-- BEGIN ARTICLE --

Shadrack K. Chemirmir alias Shadrack Kipkoech Suguru & Sarah Jerop Chemirmir v Jeremy Kiptoo Kibogy, Land Registrar, Uasin Gishu County, Chief Land Registrar & Attorney General [2021] KEELC 2702 (KLR) | Temporary Injunctions | Esheria

Shadrack K. Chemirmir alias Shadrack Kipkoech Suguru & Sarah Jerop Chemirmir v Jeremy Kiptoo Kibogy, Land Registrar, Uasin Gishu County, Chief Land Registrar & Attorney General [2021] KEELC 2702 (KLR)

Full Case Text

REPUBLIC OF KENYA

IN THE ENVIRONMENT AND LAND COURT AT ELDORET

E019 OF 2021

SHADRACK K. CHEMIRMIR Alias

SHADRACK KIPKOECH SUGURU.................................................1ST PLAINTIFF

SARAH JEROP CHEMIRMIR.........................................................2ND PLAINTIFF

VERSUS

JEREMY KIPTOO KIBOGY.................................1ST DEFENDANT/RESPONDENT

THE LAND REGISTRAR,

UASIN GISHU COUNTY....................................2ND DEFENDANT/RESPONDENT

THE CHIEF LAND REGISTRAR.........................3RD DEFENDANT/RESPONDENT

THE ATTORNEY GENERAL................................4TH DEFENDANT/RESPONDENT

RULING

This ruling is in respect of an application brought by the plaintiff/applicants dated 23rd March 20121 seeking for the following orders:

a) Spent

b) THAT an interim ex-parte order of temporary injunction be issued against the Defendants/Respondent and their agents and/or assignees and be restrained and/or barred from trespassing, entering, accessing, using, leasing, dealing, interfering with and/or transacting in land parcel number ELDORET MUNICIPALITY BLOCK 12/370 and the property and/or fixtures on the said parcel and not interfere with the lease agreement pending the hearing and determination of this application.

-- END ARTICLE --

CHALLENGE A
Copy out every line of the rows below that contains the word "landing", treating uppercase and lowercase as different.

-- BEGIN TASK INPUTS --

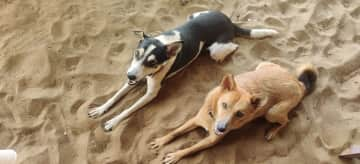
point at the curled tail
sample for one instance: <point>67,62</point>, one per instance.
<point>307,74</point>
<point>254,33</point>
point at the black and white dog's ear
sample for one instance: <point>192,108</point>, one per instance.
<point>173,48</point>
<point>140,34</point>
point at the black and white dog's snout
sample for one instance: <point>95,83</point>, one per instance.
<point>131,77</point>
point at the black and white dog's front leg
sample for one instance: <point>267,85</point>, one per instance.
<point>98,111</point>
<point>153,87</point>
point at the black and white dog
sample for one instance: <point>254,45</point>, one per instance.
<point>160,57</point>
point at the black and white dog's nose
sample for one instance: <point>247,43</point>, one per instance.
<point>131,77</point>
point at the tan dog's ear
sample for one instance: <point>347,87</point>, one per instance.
<point>173,49</point>
<point>255,101</point>
<point>140,34</point>
<point>228,82</point>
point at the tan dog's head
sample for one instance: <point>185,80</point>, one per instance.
<point>233,108</point>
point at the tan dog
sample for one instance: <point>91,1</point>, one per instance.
<point>269,91</point>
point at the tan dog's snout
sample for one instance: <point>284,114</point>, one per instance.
<point>221,126</point>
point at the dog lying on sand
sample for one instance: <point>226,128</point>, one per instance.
<point>160,57</point>
<point>269,91</point>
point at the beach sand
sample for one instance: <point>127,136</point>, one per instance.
<point>57,58</point>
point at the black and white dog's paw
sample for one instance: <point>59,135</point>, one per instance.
<point>108,126</point>
<point>96,112</point>
<point>261,33</point>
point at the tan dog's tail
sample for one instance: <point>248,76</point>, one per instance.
<point>307,74</point>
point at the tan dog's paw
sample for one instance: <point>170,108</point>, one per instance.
<point>171,158</point>
<point>270,134</point>
<point>157,144</point>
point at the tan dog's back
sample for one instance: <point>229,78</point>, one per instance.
<point>271,81</point>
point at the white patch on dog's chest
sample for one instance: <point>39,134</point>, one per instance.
<point>219,51</point>
<point>201,44</point>
<point>166,39</point>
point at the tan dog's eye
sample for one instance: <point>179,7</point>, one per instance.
<point>224,105</point>
<point>137,54</point>
<point>239,114</point>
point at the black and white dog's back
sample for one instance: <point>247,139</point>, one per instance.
<point>157,58</point>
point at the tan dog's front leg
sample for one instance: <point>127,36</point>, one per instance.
<point>188,126</point>
<point>209,141</point>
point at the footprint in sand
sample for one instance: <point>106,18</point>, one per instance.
<point>71,63</point>
<point>81,42</point>
<point>274,22</point>
<point>59,31</point>
<point>94,22</point>
<point>116,49</point>
<point>76,106</point>
<point>356,13</point>
<point>71,12</point>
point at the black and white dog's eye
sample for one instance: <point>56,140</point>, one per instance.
<point>137,54</point>
<point>152,62</point>
<point>224,105</point>
<point>239,114</point>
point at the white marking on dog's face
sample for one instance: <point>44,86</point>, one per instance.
<point>194,15</point>
<point>151,58</point>
<point>137,68</point>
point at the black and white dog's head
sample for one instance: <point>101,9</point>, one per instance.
<point>151,54</point>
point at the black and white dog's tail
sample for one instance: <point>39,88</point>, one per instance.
<point>254,33</point>
<point>307,74</point>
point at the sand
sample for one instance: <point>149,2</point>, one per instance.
<point>60,57</point>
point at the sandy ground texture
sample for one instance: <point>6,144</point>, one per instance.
<point>59,57</point>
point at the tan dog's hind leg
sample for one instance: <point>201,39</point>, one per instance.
<point>188,126</point>
<point>278,114</point>
<point>207,142</point>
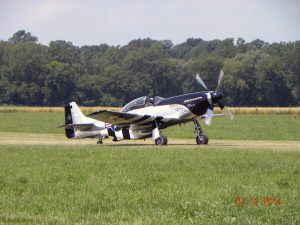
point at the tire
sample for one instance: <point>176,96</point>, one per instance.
<point>162,140</point>
<point>202,139</point>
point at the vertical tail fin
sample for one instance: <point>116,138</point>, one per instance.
<point>73,115</point>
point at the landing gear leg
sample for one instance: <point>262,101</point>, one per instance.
<point>158,138</point>
<point>201,136</point>
<point>161,140</point>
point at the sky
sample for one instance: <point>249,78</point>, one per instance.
<point>117,22</point>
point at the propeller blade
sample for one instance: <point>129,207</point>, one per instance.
<point>200,81</point>
<point>208,118</point>
<point>221,75</point>
<point>227,113</point>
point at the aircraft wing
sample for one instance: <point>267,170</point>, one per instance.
<point>81,127</point>
<point>126,119</point>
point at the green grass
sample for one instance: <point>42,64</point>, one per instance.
<point>145,185</point>
<point>134,184</point>
<point>243,127</point>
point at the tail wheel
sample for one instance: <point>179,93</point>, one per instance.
<point>162,140</point>
<point>202,139</point>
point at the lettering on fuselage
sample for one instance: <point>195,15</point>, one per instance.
<point>192,100</point>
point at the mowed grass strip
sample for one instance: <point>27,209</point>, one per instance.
<point>243,127</point>
<point>136,185</point>
<point>235,110</point>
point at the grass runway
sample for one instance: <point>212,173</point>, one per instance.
<point>250,177</point>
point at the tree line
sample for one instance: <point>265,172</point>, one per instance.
<point>257,73</point>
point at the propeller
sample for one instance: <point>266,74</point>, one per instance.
<point>201,82</point>
<point>209,112</point>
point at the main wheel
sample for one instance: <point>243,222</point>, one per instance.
<point>162,140</point>
<point>202,139</point>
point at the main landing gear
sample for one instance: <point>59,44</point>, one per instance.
<point>161,140</point>
<point>201,136</point>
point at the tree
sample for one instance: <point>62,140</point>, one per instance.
<point>23,36</point>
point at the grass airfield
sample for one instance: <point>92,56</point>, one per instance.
<point>48,179</point>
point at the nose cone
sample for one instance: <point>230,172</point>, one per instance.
<point>216,96</point>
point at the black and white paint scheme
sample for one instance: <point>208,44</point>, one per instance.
<point>145,117</point>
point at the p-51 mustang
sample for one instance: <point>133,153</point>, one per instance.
<point>144,117</point>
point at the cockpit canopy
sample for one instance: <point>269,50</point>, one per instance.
<point>141,102</point>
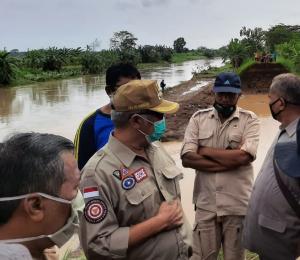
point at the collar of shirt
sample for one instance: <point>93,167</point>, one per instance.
<point>291,128</point>
<point>124,153</point>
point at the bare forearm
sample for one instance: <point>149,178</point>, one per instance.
<point>226,157</point>
<point>144,230</point>
<point>197,162</point>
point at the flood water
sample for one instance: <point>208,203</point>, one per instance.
<point>59,106</point>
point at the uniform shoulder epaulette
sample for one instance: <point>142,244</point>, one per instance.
<point>251,113</point>
<point>93,162</point>
<point>203,111</point>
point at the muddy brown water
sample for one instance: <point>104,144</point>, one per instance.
<point>59,106</point>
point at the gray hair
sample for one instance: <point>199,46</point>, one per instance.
<point>287,85</point>
<point>31,162</point>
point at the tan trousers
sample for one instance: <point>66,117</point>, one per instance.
<point>210,232</point>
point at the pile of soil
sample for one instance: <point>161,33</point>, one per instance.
<point>257,79</point>
<point>189,104</point>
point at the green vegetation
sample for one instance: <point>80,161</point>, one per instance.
<point>280,40</point>
<point>246,64</point>
<point>18,68</point>
<point>186,56</point>
<point>212,72</point>
<point>6,68</point>
<point>179,44</point>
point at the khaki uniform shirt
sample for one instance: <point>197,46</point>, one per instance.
<point>225,193</point>
<point>272,228</point>
<point>130,190</point>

-- END TASK INPUTS --

CHALLENGE B
Translate this sentence from the ruling into Spanish: "THAT an interim ex-parte order of temporary injunction be issued against the Defendants/Respondent and their agents and/or assignees and be restrained and/or barred from trespassing, entering, accessing, using, leasing, dealing, interfering with and/or transacting in land parcel number ELDORET MUNICIPALITY BLOCK 12/370 and the property and/or fixtures on the said parcel and not interfere with the lease agreement pending the hearing and determination of this application."

CORRECT RESPONSE A
point at the landing gear leg
point at the main landing gear

CORRECT RESPONSE B
QUE se dicte una orden provisional ex parte de medida cautelar temporal contra los Demandados/Recurrente y sus agentes y/o cesionarios, y que se les impida y/o prohíba entrar ilícitamente, ingresar, acceder, usar, arrendar, negociar, interferir y/o realizar transacciones con la parcela de terreno número ELDORET MUNICIPALITY BLOCK 12/370 y con los bienes y/o instalaciones fijas ubicados en dicha parcela, y que no interfieran con el contrato de arrendamiento hasta la audiencia y resolución de la presente solicitud.